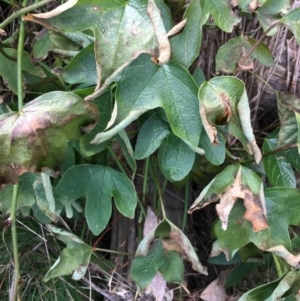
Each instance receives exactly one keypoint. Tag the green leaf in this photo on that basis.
(288, 106)
(198, 76)
(282, 205)
(214, 153)
(175, 158)
(8, 68)
(74, 258)
(291, 20)
(36, 138)
(81, 69)
(105, 107)
(221, 13)
(240, 272)
(270, 12)
(98, 184)
(186, 46)
(287, 286)
(224, 101)
(261, 292)
(278, 170)
(145, 86)
(150, 136)
(234, 51)
(26, 196)
(122, 30)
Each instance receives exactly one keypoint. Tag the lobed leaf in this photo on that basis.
(98, 184)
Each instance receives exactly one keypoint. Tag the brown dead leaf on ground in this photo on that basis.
(215, 290)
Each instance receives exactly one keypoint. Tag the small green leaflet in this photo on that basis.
(74, 258)
(145, 86)
(98, 184)
(278, 170)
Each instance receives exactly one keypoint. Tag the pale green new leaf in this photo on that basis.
(81, 69)
(175, 158)
(233, 52)
(105, 106)
(278, 170)
(224, 101)
(145, 86)
(98, 184)
(221, 13)
(74, 258)
(186, 46)
(150, 136)
(214, 153)
(291, 20)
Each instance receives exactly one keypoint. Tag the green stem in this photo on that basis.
(114, 252)
(15, 289)
(273, 152)
(24, 11)
(19, 66)
(186, 202)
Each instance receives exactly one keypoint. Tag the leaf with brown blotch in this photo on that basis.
(160, 32)
(232, 183)
(224, 103)
(35, 139)
(122, 30)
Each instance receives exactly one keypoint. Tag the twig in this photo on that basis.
(24, 11)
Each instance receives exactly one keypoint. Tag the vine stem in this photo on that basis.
(24, 11)
(15, 294)
(256, 44)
------------
Copy each line of the records precisely and drop any images they hold.

Each instance receives exactly one keypoint. Tag the green leaf in this photo on that basis.
(288, 106)
(198, 76)
(282, 205)
(214, 153)
(175, 158)
(8, 68)
(74, 258)
(291, 20)
(36, 138)
(81, 69)
(105, 107)
(221, 13)
(240, 272)
(270, 12)
(98, 184)
(186, 46)
(287, 286)
(224, 101)
(261, 292)
(278, 170)
(145, 86)
(150, 136)
(234, 51)
(26, 196)
(122, 30)
Each instance receives exactly one keypoint. Tag the lobed leaf in this photo on that basis.
(98, 184)
Each instance receives exactly one keypoint. Tag the brown dead leaf on ground in this photo on that basis.
(215, 290)
Each instance receives exactly one keypoint. Tag the small green leaflet in this photo on that basis.
(74, 258)
(145, 86)
(98, 184)
(278, 170)
Each instance receives exactly one keypoint. Tag the pale green new leaf in this photo on that basis.
(81, 69)
(175, 158)
(233, 52)
(105, 106)
(278, 170)
(224, 101)
(145, 86)
(98, 184)
(221, 13)
(74, 258)
(186, 46)
(150, 136)
(214, 153)
(291, 20)
Each instance receives exactly one keypoint. Tag the green stem in this photo on that basis.
(114, 252)
(15, 289)
(273, 152)
(24, 11)
(19, 66)
(186, 202)
Each instance receives exactly one keypoint. Tag the leaf with brown blotch in this photo on that basis.
(160, 32)
(232, 183)
(224, 103)
(35, 139)
(122, 30)
Each instance receives exactly one keypoint. Tag the twig in this photo on that basis.
(24, 11)
Each instance receives exactly one keypoint. Tag the vine stem in this photo on that basis.
(24, 11)
(15, 294)
(256, 44)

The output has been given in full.